Passage for review |

>>>

Amount of Carbon Burnt in Boreal Forest Depends More on Fuels than on Fire Weather

With climate warming triggering longer fire seasons and more devastating fires in the North American boreal forest, the ability to measure how much carbon each fire burns has become more critical.

Rockets represent carbon stored in wood, trees, and soil in four main boreal forest regions. Though fire weather helps “ignite” the rockets, the amount of emissions each forest can produce is determined by fuel load (soil layers) and flammability (soil moisture). Image Credit: Victor Leshyk, Center for Ecosystem Science and Society.

A recent study headed by Northern Arizona University and published recently in Nature Climate Change proposes that the amount of carbon burnt is subject more to the availability of fuels than to fire weather such as temperature, drought situations, or rain.

As part of a large retrospective study that covered Canada and Alaska, an international group of scientists discovered that the carbon deposited belowground in soil organic matter was the most significant predictor of the amount of carbon a fire will discharge.

The team studied the massive Western Boreal’s diverse forest conditions by examining field data obtained from 417 burn sites in six ecoregions in Alaska and Canada between 2004 and 2015. They learned that the volume of carbon stored in soils was the main predictor of how much carbon would burn, and that soil moisture was also important in predicting carbon emission.

In these northern forests, soil, not trees, can account for up to 90 percent of carbon emissions, so we expected that these organic soils would be a significant driver. But we were surprised that fire weather and the time of year a fire starts proved to be poor indicators of carbon combustion. It’s really about the fuels that are there when a fire starts.

<<<

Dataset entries

>>>

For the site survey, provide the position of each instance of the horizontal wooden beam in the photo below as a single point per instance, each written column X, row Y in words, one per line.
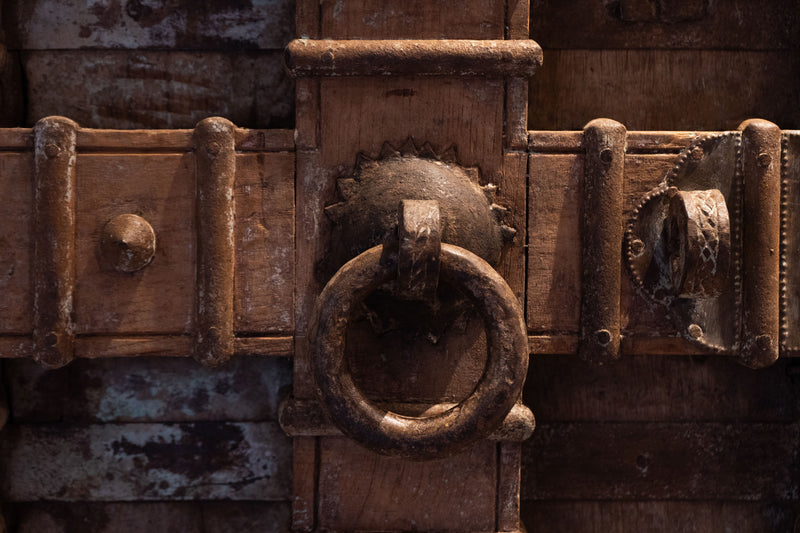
column 622, row 517
column 661, row 461
column 433, row 57
column 138, row 141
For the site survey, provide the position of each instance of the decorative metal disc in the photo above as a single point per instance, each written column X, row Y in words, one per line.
column 683, row 246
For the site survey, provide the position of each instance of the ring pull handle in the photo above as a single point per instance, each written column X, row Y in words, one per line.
column 499, row 388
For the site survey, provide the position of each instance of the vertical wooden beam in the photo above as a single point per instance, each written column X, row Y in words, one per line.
column 305, row 484
column 761, row 166
column 54, row 241
column 215, row 161
column 601, row 239
column 510, row 464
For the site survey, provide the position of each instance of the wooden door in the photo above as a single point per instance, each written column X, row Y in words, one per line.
column 133, row 433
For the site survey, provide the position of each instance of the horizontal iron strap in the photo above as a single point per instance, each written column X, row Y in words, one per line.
column 316, row 58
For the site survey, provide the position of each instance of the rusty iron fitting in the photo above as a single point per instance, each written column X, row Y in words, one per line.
column 420, row 235
column 699, row 233
column 127, row 243
column 444, row 433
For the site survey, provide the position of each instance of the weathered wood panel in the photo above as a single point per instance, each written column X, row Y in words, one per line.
column 554, row 266
column 148, row 390
column 686, row 517
column 158, row 298
column 664, row 90
column 16, row 213
column 662, row 461
column 113, row 462
column 157, row 24
column 403, row 495
column 412, row 19
column 150, row 89
column 685, row 24
column 172, row 517
column 661, row 388
column 264, row 243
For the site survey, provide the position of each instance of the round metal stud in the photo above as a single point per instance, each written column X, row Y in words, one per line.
column 128, row 243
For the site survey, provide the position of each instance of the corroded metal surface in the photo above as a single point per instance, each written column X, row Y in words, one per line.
column 706, row 181
column 307, row 418
column 127, row 243
column 441, row 57
column 146, row 461
column 420, row 243
column 698, row 230
column 602, row 230
column 761, row 165
column 215, row 161
column 54, row 241
column 790, row 244
column 420, row 438
column 367, row 214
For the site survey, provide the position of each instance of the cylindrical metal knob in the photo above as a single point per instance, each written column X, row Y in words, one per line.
column 128, row 243
column 699, row 233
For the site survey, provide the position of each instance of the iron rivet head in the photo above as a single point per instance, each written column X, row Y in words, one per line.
column 603, row 337
column 213, row 148
column 764, row 342
column 51, row 339
column 637, row 247
column 128, row 243
column 52, row 150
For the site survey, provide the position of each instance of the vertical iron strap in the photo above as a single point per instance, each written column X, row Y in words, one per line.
column 215, row 161
column 54, row 241
column 761, row 166
column 601, row 238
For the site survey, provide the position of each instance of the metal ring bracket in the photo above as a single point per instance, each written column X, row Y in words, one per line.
column 389, row 433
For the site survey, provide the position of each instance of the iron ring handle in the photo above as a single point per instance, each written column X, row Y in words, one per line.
column 496, row 392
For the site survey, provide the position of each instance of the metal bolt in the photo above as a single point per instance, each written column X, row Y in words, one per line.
column 213, row 148
column 603, row 337
column 51, row 339
column 128, row 243
column 695, row 331
column 52, row 150
column 764, row 342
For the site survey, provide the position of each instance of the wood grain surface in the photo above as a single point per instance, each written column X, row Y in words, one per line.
column 664, row 89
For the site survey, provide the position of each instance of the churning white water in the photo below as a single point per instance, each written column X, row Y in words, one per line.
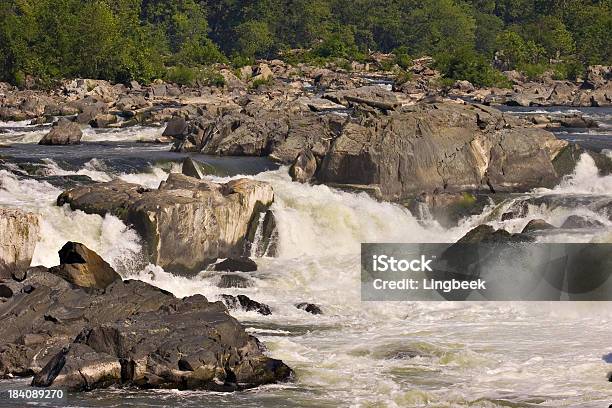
column 368, row 354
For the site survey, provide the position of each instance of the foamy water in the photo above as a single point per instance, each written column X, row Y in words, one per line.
column 364, row 354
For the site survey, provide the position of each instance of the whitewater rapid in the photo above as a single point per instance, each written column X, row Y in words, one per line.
column 366, row 354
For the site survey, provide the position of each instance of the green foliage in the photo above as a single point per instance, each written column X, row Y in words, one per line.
column 468, row 65
column 122, row 40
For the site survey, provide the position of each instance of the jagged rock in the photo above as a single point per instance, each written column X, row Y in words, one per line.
column 310, row 308
column 242, row 264
column 187, row 223
column 537, row 225
column 103, row 120
column 234, row 281
column 577, row 121
column 267, row 243
column 131, row 334
column 304, row 167
column 374, row 96
column 577, row 222
column 245, row 303
column 441, row 147
column 20, row 231
column 63, row 132
column 487, row 234
column 83, row 267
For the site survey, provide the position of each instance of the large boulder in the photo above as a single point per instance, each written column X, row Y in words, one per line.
column 81, row 266
column 440, row 147
column 20, row 232
column 130, row 334
column 186, row 223
column 63, row 132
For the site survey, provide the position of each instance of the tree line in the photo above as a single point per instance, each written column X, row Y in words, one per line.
column 122, row 40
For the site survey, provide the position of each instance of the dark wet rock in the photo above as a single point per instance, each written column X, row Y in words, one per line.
column 242, row 264
column 19, row 232
column 487, row 234
column 373, row 96
column 189, row 344
column 448, row 208
column 578, row 222
column 537, row 225
column 565, row 162
column 304, row 167
column 243, row 302
column 131, row 334
column 5, row 291
column 441, row 147
column 187, row 223
column 577, row 121
column 310, row 308
column 197, row 169
column 83, row 267
column 90, row 109
column 63, row 132
column 234, row 281
column 177, row 127
column 103, row 120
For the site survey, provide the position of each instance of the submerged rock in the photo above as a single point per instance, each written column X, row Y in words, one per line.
column 537, row 225
column 310, row 308
column 245, row 303
column 187, row 223
column 19, row 233
column 577, row 222
column 63, row 132
column 83, row 267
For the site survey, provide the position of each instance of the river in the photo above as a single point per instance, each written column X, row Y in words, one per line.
column 357, row 354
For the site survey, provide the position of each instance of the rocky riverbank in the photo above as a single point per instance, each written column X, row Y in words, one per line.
column 79, row 326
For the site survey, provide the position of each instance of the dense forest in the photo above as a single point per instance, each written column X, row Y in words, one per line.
column 121, row 40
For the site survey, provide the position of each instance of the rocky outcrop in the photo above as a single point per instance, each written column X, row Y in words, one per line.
column 186, row 223
column 441, row 147
column 245, row 303
column 310, row 308
column 83, row 267
column 63, row 132
column 304, row 167
column 129, row 334
column 242, row 264
column 19, row 232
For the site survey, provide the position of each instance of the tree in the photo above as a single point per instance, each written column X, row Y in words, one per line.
column 254, row 39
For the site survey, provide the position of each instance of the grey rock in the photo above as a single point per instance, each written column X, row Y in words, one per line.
column 578, row 222
column 20, row 231
column 83, row 267
column 245, row 303
column 242, row 264
column 310, row 308
column 187, row 223
column 63, row 132
column 537, row 225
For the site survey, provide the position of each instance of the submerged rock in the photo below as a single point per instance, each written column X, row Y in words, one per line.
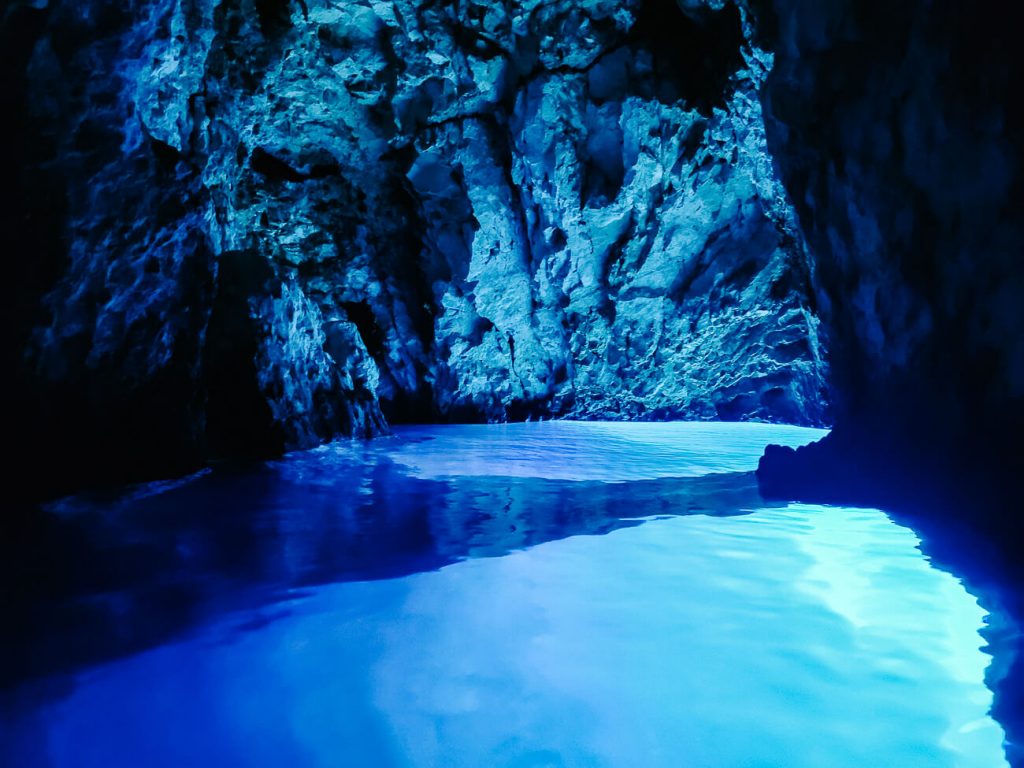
column 290, row 220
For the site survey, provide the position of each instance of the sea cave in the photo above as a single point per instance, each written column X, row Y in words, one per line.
column 535, row 383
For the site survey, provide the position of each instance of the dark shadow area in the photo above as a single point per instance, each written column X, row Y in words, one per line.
column 693, row 56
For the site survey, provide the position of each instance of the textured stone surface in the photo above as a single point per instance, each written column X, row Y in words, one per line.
column 288, row 220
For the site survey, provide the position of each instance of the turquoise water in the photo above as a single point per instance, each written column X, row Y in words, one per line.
column 572, row 595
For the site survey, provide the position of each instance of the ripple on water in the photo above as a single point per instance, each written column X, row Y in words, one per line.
column 792, row 636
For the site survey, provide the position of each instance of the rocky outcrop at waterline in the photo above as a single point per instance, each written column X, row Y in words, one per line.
column 245, row 225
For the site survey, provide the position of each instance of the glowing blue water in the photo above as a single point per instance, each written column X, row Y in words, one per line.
column 739, row 634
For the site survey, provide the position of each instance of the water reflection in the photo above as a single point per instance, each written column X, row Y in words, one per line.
column 390, row 605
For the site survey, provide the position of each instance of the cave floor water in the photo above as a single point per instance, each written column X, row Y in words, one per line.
column 554, row 594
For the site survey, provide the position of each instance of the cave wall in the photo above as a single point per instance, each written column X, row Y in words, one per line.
column 898, row 132
column 268, row 222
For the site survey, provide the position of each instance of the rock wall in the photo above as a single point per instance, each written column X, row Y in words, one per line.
column 899, row 134
column 279, row 221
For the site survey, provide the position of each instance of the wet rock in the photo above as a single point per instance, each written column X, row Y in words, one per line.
column 472, row 212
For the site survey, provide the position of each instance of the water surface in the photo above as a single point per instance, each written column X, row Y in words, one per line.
column 553, row 594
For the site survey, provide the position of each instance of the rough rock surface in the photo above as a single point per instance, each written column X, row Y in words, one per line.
column 899, row 132
column 900, row 136
column 279, row 221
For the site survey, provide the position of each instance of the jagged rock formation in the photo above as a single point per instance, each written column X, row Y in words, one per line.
column 281, row 221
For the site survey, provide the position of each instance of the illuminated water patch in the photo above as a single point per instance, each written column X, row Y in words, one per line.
column 783, row 636
column 609, row 452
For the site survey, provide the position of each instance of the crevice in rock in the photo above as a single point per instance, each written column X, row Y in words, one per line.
column 693, row 58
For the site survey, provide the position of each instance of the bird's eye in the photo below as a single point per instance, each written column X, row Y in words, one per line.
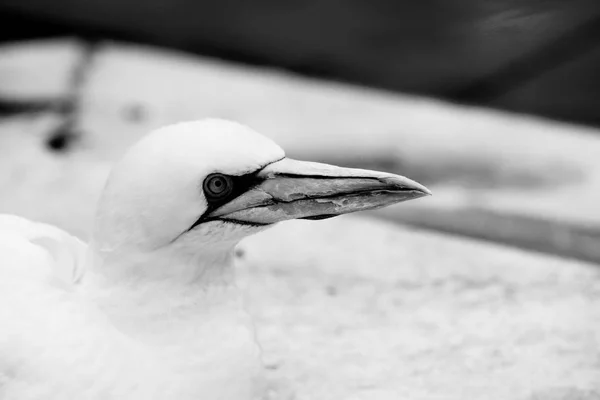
column 218, row 186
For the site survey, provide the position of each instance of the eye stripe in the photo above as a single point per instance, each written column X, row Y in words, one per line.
column 239, row 185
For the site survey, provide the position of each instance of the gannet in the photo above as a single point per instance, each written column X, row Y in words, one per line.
column 149, row 308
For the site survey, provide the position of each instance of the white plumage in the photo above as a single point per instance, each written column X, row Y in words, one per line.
column 150, row 310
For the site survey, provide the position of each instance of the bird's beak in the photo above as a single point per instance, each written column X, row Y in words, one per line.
column 291, row 189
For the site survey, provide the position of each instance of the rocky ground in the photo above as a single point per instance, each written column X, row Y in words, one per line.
column 350, row 308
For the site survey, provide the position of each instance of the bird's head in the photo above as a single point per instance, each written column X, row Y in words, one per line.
column 210, row 183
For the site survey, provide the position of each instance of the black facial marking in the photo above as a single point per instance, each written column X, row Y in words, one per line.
column 235, row 186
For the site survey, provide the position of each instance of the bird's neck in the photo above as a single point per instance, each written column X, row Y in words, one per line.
column 167, row 292
column 187, row 314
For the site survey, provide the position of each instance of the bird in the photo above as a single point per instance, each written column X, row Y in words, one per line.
column 149, row 308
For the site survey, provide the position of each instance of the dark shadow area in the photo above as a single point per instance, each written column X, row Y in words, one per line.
column 530, row 56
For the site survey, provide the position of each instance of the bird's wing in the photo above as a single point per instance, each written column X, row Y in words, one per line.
column 30, row 248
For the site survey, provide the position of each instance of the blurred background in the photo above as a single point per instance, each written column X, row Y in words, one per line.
column 493, row 103
column 488, row 289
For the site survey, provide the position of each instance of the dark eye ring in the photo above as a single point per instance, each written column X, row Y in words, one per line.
column 218, row 186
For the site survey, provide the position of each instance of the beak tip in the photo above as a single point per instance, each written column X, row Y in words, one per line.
column 405, row 184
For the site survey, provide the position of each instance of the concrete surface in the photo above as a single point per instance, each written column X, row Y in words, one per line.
column 353, row 308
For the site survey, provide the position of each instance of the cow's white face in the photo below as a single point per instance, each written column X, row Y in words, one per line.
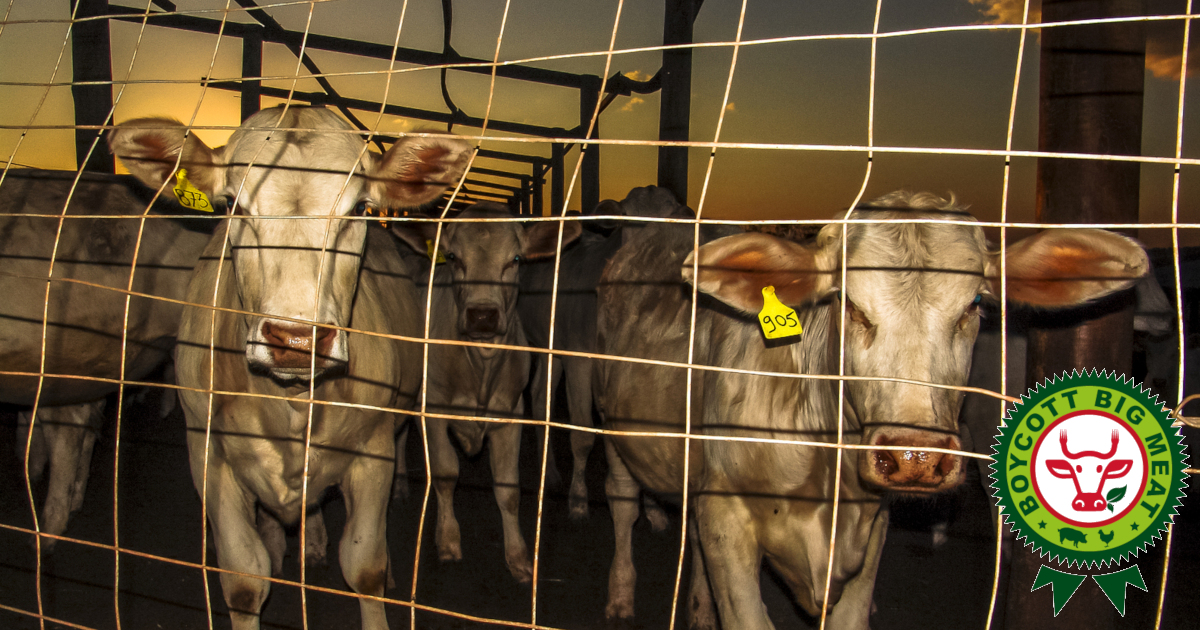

<<<

Work to complete | Go on with the article about carbon burned in boreal forest fires, starting after its last sentence.

Answer section |
Xanthe Walker, Study Lead Author, Center for Ecosystem Science and Society, Northern Arizona University

That is a key finding, since fire weather, as quantified by a Fire Weather Index, is one of the chief tools researchers and fire managers use at present to model carbon emissions in these boreal forests. This research proposes that fuels must form a bigger part of those models.

When we think of climate change and wildfires, we often instinctively think of extreme weather conditions. But our study shows that vegetation also matters--a lot! Predicting future vegetation is a tough nut to crack, but this study emphasizes the need to keep chipping away at it.

Marc-André Parisien, Study Co-Author and Research Scientist, Canadian Forest Service

The vegetation patterns they exposed were complex—tree species composition, soil moisture, and stand age during fire all acted together to predict combustion extent. For example, extremely flammable black spruce was mostly a predictor of carbon combustion, and the occurrence of this species grew with site moisture and stand age during a fire. But such interactions could probably differ with the climate.

For instance, with warming climate and reduction in fire intervals, black spruce stands are being replaced by jack pine and deciduous trees, which grow in shallower soils that emit less carbon during fires. The study’s site-level resolution enabled the team to capture such dynamism in carbon burning patterns and provides clues about the way they may change in the future.

We really need to move beyond the misconception of the boreal forest as a monotonous stretch of forest. While only a few tree species occur in the boreal forest, its diversity in ecosystem structure, forest age, topography, peatland occurrence and permafrost conditions is enormous, and our paper shows that these features dictate the carbon emissions from boreal fires.

Sander Veraverbeke, Study Co-Author and Assistant Professor, Vrije Universiteit, Amsterdam

Veraverbeke added, “The good news is that we can map aspects of this fine-scale ecosystem variation with current tools from NASA and other space agencies. Now we need to do this at the continental scale.”

The level of insights this research has provided gives modelers a framework for raising further questions related to carbon, noted Michelle Mack, senior author on the research and professor of biology at Northern Arizona University.

Mack said, “In the past, fire models have focused on fire behavior, not carbon emissions. It’s only been in the last decade or so that we’ve seen a global effort to quantify how much carbon these fires are releasing. We hope that our observations about fuels will inform the models as we work to better understand the boreal forest’s emission trajectory.”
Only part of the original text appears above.